# [Exercise requirements]
Nothing before the line containing "Phrase: multi-storey hotel building" belongs in the answer; quote that line and all lines after it through the end of the material, word for word.

Content starts

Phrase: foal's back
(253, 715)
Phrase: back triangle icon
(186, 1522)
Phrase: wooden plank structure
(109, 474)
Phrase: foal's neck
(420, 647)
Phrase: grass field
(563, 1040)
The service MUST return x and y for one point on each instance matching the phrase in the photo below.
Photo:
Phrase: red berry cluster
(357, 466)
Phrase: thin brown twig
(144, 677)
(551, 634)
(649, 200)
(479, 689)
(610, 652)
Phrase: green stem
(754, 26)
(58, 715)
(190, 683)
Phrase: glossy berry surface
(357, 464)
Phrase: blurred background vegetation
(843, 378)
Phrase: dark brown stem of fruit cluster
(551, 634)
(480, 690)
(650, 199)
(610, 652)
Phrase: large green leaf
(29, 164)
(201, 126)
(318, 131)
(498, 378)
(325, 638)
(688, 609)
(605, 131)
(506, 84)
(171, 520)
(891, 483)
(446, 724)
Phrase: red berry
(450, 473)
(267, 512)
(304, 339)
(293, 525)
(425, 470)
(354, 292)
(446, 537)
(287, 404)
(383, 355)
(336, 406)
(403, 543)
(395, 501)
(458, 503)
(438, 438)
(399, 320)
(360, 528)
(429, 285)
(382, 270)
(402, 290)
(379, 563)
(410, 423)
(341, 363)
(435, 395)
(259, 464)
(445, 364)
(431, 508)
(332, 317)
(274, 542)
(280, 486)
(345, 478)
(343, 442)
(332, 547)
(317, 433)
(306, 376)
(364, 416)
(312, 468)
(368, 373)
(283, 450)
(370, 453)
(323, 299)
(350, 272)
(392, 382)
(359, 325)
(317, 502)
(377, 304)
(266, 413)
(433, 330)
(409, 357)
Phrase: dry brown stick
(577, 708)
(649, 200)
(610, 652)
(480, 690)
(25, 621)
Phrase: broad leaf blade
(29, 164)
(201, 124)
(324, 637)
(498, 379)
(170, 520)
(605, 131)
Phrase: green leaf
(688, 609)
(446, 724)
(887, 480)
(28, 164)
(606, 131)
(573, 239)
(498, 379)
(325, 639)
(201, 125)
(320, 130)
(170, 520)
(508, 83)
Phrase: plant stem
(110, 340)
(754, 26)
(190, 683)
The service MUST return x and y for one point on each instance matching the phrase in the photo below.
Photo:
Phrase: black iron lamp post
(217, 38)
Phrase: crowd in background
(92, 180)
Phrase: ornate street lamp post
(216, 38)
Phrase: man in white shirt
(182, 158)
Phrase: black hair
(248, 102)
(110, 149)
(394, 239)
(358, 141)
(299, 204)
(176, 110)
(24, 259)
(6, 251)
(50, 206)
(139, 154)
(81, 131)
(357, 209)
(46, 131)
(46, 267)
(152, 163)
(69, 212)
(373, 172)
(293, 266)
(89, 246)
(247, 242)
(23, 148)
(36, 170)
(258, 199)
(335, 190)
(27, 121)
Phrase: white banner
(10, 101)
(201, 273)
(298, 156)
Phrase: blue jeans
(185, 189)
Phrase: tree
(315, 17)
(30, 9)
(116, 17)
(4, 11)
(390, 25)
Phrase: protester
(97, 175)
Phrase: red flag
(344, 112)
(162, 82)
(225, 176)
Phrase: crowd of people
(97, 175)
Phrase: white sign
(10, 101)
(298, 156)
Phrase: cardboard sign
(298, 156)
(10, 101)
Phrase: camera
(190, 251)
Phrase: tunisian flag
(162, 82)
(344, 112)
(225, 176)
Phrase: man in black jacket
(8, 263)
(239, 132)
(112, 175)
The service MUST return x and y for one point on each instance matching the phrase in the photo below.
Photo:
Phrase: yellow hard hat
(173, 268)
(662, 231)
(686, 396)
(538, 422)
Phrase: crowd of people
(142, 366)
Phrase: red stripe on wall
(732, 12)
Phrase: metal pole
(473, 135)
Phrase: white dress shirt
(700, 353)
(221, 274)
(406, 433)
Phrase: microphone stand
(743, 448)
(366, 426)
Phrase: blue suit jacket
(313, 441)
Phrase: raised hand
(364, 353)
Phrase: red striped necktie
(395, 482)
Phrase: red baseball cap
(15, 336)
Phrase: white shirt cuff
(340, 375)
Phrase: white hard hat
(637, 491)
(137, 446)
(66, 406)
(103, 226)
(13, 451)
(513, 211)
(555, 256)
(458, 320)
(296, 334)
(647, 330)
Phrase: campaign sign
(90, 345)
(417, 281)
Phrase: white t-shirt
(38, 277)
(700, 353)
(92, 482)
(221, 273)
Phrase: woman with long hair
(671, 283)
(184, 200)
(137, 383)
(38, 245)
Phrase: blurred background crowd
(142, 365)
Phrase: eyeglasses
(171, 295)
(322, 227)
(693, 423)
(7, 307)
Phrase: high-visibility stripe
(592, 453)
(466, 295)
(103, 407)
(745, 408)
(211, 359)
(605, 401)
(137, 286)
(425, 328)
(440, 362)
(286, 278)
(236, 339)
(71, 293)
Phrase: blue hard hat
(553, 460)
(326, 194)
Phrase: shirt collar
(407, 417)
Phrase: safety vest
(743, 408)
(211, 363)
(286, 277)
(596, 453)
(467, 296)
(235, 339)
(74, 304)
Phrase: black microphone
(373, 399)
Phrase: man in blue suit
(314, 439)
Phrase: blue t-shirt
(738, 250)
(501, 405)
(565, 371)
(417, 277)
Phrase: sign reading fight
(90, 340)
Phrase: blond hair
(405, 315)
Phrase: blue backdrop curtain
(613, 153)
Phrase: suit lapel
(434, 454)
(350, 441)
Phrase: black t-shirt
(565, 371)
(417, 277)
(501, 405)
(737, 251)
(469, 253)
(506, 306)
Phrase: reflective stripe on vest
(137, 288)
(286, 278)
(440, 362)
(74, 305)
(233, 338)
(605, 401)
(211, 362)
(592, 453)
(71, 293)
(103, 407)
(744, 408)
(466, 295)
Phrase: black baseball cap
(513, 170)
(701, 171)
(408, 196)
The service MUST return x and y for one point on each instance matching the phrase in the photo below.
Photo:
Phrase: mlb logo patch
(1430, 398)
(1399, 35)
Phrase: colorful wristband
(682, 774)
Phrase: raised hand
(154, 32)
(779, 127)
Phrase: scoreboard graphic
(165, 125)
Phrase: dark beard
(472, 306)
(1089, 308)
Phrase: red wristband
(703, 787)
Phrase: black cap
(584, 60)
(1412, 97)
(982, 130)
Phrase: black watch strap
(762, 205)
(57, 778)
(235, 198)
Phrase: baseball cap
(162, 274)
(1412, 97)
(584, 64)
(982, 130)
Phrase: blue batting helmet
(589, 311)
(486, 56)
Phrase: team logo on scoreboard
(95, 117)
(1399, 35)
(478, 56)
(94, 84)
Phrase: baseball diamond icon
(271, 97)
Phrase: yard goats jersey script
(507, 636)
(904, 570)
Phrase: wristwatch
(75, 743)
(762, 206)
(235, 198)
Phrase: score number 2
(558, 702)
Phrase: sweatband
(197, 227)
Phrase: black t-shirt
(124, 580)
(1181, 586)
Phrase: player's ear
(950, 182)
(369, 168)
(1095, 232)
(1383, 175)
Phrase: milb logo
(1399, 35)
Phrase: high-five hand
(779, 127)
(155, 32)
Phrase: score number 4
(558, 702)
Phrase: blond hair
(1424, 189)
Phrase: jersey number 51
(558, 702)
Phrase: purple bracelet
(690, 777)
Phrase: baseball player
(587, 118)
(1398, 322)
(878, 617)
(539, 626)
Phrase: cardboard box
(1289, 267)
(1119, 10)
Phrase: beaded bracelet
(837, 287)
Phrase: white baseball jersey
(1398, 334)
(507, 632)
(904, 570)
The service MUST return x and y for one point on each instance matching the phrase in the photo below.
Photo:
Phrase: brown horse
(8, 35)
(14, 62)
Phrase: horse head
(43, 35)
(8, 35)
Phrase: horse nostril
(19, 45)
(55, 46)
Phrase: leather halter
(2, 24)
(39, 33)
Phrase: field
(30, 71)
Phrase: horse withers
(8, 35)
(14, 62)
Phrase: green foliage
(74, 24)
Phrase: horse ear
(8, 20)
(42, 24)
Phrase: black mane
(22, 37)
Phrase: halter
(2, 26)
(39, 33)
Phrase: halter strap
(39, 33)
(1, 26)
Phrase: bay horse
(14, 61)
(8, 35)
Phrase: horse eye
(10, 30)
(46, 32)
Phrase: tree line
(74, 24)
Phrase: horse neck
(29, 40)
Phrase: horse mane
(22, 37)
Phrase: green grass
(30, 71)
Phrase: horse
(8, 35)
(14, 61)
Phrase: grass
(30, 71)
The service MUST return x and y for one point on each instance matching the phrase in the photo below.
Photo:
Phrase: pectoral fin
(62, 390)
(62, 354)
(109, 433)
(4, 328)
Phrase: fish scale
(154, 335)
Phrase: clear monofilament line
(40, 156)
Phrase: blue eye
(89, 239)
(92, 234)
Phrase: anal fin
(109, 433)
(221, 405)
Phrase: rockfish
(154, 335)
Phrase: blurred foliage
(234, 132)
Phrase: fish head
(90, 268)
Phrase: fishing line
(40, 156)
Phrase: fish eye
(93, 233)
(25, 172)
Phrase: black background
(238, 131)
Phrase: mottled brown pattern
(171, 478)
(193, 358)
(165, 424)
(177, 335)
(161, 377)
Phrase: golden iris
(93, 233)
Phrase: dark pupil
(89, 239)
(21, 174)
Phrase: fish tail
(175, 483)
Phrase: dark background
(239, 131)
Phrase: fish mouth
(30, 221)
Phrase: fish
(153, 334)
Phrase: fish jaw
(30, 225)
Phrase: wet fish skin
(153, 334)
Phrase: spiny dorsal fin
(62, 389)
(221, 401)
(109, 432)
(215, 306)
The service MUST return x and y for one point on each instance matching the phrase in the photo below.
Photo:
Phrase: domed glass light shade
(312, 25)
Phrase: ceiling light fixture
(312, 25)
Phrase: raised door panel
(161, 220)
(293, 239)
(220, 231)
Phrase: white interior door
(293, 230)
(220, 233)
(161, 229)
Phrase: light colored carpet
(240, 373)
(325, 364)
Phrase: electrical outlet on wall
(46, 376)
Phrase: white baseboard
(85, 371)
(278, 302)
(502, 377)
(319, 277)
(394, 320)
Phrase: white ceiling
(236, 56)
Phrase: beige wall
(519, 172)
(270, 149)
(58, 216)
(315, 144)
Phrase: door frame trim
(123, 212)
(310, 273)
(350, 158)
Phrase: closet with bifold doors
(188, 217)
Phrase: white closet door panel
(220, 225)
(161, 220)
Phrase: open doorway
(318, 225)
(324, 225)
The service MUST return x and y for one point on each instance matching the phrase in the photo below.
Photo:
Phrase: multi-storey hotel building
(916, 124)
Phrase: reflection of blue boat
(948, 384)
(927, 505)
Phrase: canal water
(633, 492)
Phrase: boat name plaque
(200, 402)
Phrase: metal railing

Content ends

# [Answer to the problem]
Phrase: multi-storey hotel building
(916, 124)
Phrase: reflection of blue boat
(948, 384)
(927, 505)
Phrase: canal water
(633, 492)
Phrase: boat name plaque
(200, 402)
Phrase: metal railing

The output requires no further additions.